◆ Written problem
Write out every line of the listing below, copying each one character for character.

Data listing:
--------------------

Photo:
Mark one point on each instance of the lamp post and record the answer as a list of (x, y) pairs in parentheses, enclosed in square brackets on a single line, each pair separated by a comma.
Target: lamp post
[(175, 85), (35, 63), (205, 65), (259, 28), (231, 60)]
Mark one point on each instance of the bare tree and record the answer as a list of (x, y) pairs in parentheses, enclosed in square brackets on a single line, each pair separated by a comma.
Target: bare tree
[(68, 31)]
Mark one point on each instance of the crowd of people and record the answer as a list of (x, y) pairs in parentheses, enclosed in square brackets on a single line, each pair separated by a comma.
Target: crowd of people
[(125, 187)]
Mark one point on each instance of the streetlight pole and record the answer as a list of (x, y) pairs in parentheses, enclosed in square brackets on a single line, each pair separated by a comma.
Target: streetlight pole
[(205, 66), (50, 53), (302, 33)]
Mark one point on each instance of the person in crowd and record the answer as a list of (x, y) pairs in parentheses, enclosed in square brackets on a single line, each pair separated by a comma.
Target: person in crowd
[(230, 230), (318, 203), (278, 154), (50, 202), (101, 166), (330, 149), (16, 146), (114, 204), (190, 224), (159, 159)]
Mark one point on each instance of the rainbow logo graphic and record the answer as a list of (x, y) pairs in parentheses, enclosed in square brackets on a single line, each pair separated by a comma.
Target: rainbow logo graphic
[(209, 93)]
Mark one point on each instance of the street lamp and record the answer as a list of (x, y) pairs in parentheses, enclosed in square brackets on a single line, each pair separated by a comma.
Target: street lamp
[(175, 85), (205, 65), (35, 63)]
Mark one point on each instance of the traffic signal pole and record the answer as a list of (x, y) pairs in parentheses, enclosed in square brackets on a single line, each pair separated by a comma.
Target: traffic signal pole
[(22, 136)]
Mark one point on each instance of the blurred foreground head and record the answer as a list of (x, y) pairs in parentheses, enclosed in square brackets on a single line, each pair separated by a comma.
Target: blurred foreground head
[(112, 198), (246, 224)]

--------------------

◆ Full response
Photo:
Mark one point on each instance of the lamp post and record the answer as a list of (x, y) pairs in parentheses, enclosed in square brackets on a single line, each pair separated by a comma.
Target: lamp post
[(175, 85), (35, 63), (205, 65), (259, 28), (231, 60)]
Mark one point on each instance of the bare tree and record the answer as a list of (x, y) pairs in parentheses, enclosed in square brackets on a single line, each pair separated by a comma.
Target: bare tree
[(68, 31)]
Mark one point on each instance of the crowd of people and record the answer as a list of (x, y) pairs in parentheses, enclosed in square brackets on a single line, each pair separated by a comma.
Target: crowd of people
[(125, 187)]
Mark one point on each instance of the streetlight pole and record the answer as a list of (x, y) pairs in parentheses, enclosed in square brackets on a single line, each pair separated by a comma.
Target: streetlight pole
[(205, 66), (50, 53), (302, 33)]
Mark one point on each instance of the person in crowd and record the answer as a list of (x, y) pairs in parentheses, enclosed in square brackets on a single line, each pair separated by a comma.
Target: person in crowd
[(230, 230), (318, 203), (278, 154), (50, 202), (101, 166), (330, 149), (16, 146), (114, 204), (190, 224), (159, 159)]
Mark one point on each instance of the rainbow logo graphic and record the answer as a list of (x, y) pairs in parentheses, enclosed in square brackets on a single line, each pair separated by a comma.
Target: rainbow logo graphic
[(209, 93)]
Mark one point on each instance of the street lamp and record the answer as a list of (x, y) pairs in parentheses, enclosed in square brackets on a single line, each pair separated by a comma.
Target: street lamp
[(175, 85), (205, 65), (35, 63)]
Mark one point on each instance of the traffic signal pole and record the answer as a list of (x, y) pairs in parentheses, enclosed in square brackets on a single line, each pair separated by a comma.
Target: traffic signal pole
[(22, 136)]
Mark one point on each instance of the blurred foreground head and record the answer as a list of (x, y) pairs in parentheses, enclosed in square brackets on a single line, each pair separated by a comma.
Target: blurred foreground head
[(112, 198), (246, 224)]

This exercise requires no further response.